[Dataset excerpts]
....
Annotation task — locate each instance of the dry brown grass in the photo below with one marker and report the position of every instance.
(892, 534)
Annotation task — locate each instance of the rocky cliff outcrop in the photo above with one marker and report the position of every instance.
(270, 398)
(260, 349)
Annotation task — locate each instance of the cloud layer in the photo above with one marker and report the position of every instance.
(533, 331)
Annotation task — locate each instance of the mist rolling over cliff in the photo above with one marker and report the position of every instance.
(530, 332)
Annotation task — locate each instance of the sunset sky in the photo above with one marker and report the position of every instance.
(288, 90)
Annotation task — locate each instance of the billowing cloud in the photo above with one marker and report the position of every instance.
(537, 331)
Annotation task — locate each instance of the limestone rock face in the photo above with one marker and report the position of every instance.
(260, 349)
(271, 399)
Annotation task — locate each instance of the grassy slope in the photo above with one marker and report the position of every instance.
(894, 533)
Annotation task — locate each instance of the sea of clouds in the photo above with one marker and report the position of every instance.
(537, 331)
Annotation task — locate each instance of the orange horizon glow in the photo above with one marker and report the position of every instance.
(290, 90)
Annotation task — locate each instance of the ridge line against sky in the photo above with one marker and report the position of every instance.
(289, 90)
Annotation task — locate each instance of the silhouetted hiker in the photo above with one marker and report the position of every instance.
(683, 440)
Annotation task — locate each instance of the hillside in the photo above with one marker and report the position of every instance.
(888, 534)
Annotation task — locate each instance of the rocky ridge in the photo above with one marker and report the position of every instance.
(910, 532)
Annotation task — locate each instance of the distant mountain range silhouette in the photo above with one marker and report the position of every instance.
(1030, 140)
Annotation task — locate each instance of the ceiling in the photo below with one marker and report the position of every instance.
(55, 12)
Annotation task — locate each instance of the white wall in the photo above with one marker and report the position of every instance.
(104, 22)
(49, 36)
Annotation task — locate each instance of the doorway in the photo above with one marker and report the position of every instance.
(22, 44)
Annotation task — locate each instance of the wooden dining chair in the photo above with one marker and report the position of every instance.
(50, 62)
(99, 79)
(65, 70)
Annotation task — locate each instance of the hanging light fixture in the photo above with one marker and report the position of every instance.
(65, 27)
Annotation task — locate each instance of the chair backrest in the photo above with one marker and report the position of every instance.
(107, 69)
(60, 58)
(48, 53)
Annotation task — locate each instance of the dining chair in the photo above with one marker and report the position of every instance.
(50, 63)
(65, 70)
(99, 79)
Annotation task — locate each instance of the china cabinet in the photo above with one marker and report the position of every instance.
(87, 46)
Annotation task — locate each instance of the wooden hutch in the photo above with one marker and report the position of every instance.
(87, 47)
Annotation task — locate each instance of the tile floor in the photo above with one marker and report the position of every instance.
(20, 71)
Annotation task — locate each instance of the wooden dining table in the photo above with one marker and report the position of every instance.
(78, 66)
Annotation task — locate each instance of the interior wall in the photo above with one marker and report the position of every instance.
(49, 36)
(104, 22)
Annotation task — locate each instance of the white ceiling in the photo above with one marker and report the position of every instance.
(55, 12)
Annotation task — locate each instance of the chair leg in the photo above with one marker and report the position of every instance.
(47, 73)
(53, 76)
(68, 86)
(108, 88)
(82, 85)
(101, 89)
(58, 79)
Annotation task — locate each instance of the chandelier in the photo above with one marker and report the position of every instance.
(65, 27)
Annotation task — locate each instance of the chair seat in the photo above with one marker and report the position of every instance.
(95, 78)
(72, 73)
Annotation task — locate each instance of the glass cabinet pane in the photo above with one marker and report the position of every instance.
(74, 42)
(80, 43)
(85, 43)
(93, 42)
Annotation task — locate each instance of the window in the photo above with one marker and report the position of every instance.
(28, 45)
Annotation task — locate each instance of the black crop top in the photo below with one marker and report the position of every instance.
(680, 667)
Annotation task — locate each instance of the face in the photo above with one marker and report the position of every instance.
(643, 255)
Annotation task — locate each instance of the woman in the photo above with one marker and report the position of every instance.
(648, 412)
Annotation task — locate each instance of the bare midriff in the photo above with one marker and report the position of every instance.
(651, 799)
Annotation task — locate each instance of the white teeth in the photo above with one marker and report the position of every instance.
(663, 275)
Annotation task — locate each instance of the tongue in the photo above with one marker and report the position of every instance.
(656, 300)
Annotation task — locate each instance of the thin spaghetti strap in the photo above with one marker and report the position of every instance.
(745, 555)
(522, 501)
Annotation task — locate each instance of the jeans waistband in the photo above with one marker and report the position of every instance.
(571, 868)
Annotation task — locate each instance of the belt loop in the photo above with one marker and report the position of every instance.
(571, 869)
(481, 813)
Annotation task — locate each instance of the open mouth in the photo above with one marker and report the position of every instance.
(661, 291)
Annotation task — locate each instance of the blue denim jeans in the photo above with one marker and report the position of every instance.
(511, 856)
....
■ **Exercise description**:
All of the lines above must be returned exactly.

■ **Written solution**:
Annotation task — locate each instance of the dry brown grass in the photo below with one marker and report the position of every instance.
(892, 534)
Annotation task — locate each instance of the rocky cliff outcrop in the photo above with one marker and report the position of every instance.
(270, 398)
(260, 349)
Annotation task — locate each instance of the cloud layer in the photo above with one marker and report the position of every instance.
(533, 331)
Annotation task — locate each instance of the mist rolling over cliff in the photo above with one marker and report the position of every instance.
(530, 332)
Annotation task — locate each instance of the sunset sky in the photo above with one marker and report the position of every instance.
(288, 90)
Annotation task — locate each instance of the billowing cloud in the photo above with one marker and report the position of every instance.
(537, 331)
Annotation task — locate each instance of the limestone rock face in the photo above with one marker and report the position of every instance.
(260, 349)
(271, 399)
Annotation task — locate each instance of the grassy slope in the photo above with one marker and report the position of every instance.
(894, 533)
Annotation task — locate each instance of the sea of clouds in the photo above with one marker and report the position of every instance.
(537, 331)
Annotation task — locate each instance of the orange horizon glow in the photo above with one marker and report the position of every instance.
(290, 90)
Annotation task — locate each instance of the ridge line against sky in the photo above with one marker and report the position of every instance.
(289, 90)
Annotation task — locate each instance of the silhouetted hiker in the photo above with one marker and report the position of every instance.
(683, 440)
Annotation task — locate each instance of the hillside in the photo above with one marker and report the position of every instance.
(888, 534)
Annotation task — locate each instance of the rocky ridge in the photo above with one marker and report the position of every instance.
(910, 532)
Annotation task — locate each instance of the distant mountain range silhouette in the photo above with one marker and report the position of every instance.
(1030, 140)
Annotation task — locate each instance of the ceiling in the photo below with one marker and report the position of every instance.
(55, 12)
Annotation task — locate each instance of the white wall in the photo above with one marker and report the position of every instance.
(104, 22)
(49, 36)
Annotation task — locate each instance of the doorway in the photo above with one marker and report the position of every instance.
(22, 44)
Annotation task — locate each instance of the wooden dining chair in the photo above with one marker and report the position of every instance.
(50, 62)
(99, 79)
(65, 70)
Annotation task — locate each instance of the hanging light fixture in the photo above with one marker and report the position of every instance.
(65, 27)
Annotation task — locate each instance of the chair backrest in the photo above with one marker and report the position of every instance.
(107, 69)
(60, 58)
(48, 53)
Annotation task — locate each instance of the dining chair in the photo above with one marker and report the position of every instance.
(50, 63)
(65, 70)
(99, 79)
Annotation task — locate each instance of the china cabinet in the photo above with one marker and report the position of every instance.
(87, 46)
Annotation task — locate each instance of the wooden hutch in the photo above with one marker and report the position of every instance.
(87, 47)
Annotation task — locate each instance of the tile floor in the photo above with one marker and report the position of every instance.
(20, 71)
Annotation task — locate each instance of the wooden dining table in the photo above with one marker and report the position of every instance.
(78, 66)
Annotation task — locate each instance of the interior wall in the photo above with one marker and report the position of every instance.
(49, 36)
(104, 22)
Annotation task — locate each instance of the white ceiling in the photo above with one marker and report the position of every instance.
(55, 12)
Annotation task — locate each instance of the chair leg in the photo above with one marker and report the position of every instance.
(47, 73)
(53, 76)
(68, 86)
(108, 88)
(82, 85)
(101, 89)
(58, 79)
Annotation task — locate each instance of the chandelier in the photo above with one marker and report the position of every instance.
(65, 27)
Annotation task — locate each instance of the chair seat in the photo above with one marker and report the position of every instance.
(95, 78)
(72, 73)
Annotation task — locate each instance of the glass cabinet pane in the photo above with one marker and report the position of every instance.
(74, 42)
(80, 43)
(85, 43)
(93, 42)
Annotation task — locate each instance of the window in the photo above with one marker and report the position of every instance.
(28, 45)
Annotation task — locate each instance of the black crop top in the photo below with one marker and report the position of every instance.
(680, 667)
Annotation task — locate each instance of the face in the photo above with one marker and report the position of every instance.
(643, 255)
Annotation task — locate each instance of the woman in the photo above with one marker and report the position of every instance.
(648, 412)
Annotation task — locate each instance of the bare midriff in the photo above with one marker and report the position of every instance.
(651, 799)
Annotation task — locate each instance of the white teeth in the photo above with one marker and report the position of every instance.
(663, 275)
Annotation task — locate each instance of the tongue in the photo above with one marker and report the position of every instance.
(656, 300)
Annotation task — locate each instance of the thin spaghetti strap in the photo above with one marker and report the position of every instance.
(745, 555)
(522, 501)
Annotation task — locate each instance of the jeans waistband in the photo above with one marker and report the position of every instance.
(571, 868)
Annotation task — locate each instance of the belt loop in the photo above with one marker and report the position of every instance.
(571, 869)
(481, 813)
Annotation task — locate each instance of the open mouth in the photo above with one marker and report the position of every instance.
(661, 291)
Annotation task — locate each instance of the blue denim jeans in the photo above with one marker and report the position of every instance.
(511, 856)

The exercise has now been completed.